-------- Provided records

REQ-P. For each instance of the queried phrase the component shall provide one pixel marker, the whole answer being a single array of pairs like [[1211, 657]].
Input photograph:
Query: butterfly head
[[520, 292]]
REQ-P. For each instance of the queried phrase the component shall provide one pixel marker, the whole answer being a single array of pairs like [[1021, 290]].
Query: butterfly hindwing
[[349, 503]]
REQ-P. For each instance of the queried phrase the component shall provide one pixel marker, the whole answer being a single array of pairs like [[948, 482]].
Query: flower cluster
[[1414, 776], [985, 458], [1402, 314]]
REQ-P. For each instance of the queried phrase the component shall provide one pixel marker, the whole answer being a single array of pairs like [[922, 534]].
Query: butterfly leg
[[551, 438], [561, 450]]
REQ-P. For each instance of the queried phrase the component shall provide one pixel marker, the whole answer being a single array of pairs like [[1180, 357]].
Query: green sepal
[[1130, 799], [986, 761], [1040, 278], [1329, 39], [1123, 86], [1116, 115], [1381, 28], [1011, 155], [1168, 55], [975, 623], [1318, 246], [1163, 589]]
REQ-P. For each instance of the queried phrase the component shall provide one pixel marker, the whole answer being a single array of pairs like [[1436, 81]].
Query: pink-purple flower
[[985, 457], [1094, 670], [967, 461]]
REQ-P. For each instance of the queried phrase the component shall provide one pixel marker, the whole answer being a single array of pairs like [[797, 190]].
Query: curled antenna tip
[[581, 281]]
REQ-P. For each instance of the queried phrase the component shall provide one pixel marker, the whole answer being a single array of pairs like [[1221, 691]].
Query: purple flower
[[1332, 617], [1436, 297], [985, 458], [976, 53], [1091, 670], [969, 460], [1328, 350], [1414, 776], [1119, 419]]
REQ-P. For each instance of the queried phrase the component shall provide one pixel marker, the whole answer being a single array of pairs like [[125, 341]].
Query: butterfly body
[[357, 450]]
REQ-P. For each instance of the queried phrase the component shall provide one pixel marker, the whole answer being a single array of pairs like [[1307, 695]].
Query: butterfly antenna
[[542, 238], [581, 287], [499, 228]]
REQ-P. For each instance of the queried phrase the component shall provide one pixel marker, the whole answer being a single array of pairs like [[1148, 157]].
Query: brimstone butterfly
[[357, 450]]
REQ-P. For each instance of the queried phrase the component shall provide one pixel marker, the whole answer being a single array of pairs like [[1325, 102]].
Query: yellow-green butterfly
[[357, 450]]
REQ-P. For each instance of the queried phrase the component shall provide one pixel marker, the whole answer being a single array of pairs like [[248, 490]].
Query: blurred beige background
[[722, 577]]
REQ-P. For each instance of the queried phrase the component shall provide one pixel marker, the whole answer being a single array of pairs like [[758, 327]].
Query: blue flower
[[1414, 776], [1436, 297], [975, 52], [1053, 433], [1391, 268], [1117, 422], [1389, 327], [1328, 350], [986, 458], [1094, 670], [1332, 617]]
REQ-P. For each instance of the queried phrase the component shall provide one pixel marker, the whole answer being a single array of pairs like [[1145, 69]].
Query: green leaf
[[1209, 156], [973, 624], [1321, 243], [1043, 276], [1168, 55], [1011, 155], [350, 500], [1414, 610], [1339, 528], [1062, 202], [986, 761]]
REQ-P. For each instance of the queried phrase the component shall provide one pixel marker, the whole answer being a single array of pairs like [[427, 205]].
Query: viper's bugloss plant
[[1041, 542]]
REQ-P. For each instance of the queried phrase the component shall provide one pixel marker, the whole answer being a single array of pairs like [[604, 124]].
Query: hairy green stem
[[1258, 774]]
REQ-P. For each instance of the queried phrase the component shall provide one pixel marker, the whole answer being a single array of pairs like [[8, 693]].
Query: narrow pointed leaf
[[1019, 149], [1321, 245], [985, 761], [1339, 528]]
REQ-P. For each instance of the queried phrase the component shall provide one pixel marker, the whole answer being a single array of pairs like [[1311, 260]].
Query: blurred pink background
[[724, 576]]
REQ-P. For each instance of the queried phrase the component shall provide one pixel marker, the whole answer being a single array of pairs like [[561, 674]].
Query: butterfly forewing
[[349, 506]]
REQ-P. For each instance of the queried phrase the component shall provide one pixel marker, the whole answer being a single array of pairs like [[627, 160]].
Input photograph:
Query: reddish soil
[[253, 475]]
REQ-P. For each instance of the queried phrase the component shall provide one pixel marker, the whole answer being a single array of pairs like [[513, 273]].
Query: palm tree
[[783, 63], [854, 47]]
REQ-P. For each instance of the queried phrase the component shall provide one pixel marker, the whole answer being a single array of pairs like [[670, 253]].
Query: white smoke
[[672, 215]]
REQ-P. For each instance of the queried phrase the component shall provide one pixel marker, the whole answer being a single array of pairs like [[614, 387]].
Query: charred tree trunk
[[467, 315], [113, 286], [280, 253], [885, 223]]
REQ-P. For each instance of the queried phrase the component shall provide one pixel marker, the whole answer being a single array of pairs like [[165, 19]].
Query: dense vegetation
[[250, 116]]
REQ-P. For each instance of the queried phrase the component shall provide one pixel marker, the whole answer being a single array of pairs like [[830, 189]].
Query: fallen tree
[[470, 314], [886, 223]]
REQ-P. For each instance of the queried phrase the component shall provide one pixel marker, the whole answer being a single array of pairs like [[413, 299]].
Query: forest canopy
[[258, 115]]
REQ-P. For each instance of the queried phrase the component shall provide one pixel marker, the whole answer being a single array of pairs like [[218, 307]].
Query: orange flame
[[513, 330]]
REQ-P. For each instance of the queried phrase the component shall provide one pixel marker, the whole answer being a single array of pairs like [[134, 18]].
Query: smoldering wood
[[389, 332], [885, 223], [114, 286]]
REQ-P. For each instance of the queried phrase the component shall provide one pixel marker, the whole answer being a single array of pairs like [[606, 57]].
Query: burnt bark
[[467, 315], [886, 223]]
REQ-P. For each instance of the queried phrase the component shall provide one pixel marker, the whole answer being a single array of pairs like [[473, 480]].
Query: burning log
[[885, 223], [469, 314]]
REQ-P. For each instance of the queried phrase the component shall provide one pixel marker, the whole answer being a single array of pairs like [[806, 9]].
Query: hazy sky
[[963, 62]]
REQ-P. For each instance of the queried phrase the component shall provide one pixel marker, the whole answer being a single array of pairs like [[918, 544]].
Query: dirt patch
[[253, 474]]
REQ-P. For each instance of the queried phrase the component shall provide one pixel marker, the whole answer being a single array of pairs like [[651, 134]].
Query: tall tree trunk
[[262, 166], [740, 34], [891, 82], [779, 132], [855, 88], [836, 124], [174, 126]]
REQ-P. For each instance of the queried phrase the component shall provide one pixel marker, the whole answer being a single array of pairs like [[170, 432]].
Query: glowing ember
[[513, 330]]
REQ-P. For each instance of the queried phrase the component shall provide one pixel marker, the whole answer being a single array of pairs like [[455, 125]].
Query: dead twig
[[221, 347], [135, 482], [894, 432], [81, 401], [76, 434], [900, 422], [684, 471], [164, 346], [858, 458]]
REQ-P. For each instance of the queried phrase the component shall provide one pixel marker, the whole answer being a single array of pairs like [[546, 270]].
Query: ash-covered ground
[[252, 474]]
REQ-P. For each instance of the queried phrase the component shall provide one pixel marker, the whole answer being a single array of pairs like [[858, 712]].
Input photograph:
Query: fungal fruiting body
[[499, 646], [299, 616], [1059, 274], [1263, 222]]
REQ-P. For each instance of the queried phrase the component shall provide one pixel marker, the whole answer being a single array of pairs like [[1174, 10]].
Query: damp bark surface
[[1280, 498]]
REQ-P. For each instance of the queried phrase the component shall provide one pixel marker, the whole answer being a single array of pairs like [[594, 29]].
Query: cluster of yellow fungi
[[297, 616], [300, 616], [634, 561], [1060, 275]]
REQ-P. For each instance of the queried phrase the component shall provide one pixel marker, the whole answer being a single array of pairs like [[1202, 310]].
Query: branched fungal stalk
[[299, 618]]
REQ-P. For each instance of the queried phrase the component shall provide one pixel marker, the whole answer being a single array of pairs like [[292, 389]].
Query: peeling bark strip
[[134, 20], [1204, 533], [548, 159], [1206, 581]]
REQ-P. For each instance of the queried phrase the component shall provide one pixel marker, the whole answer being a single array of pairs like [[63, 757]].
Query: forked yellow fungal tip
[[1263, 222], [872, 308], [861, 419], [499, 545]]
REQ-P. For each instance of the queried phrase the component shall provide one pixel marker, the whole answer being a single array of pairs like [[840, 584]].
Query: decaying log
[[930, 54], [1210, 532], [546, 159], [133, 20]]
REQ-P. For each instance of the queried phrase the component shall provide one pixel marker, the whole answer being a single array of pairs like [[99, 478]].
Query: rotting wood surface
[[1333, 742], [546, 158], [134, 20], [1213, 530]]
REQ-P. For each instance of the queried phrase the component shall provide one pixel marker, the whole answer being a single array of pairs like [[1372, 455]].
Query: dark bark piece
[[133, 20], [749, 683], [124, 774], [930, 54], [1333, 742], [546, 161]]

----------------

**Given instruction:** Copy the part of the data above that starts with the line containing "like [[1174, 10]]." and ends with the line containing "[[134, 20], [1204, 533], [548, 159], [1206, 581]]", both of those lines included. Reproduce it character for character.

**Response to the task:**
REQ-P. For each instance of the queried phrase the component shall provide one pixel marker, the whole answer being a single array of pairs like [[1174, 10]].
Query: damp bark surface
[[1280, 498]]
REQ-P. For each instance of the queried phrase the component shall provide one pixel marker, the whole answer being a single array of pairs like [[594, 29]].
Query: cluster of yellow fungi
[[297, 616], [300, 616], [634, 561], [1060, 275]]
REQ-P. For each instance of the queried phrase the component shall provide one pixel marker, the whole answer being a single array of pairs like [[1202, 310]].
Query: branched fungal stalk
[[299, 618]]
REQ-P. For each instance of the queried phrase the component shall provide one pixel marker, the whole answer being a single array of pairs like [[292, 389]].
Query: peeling bark strip
[[134, 20], [1204, 533], [548, 159], [1206, 581]]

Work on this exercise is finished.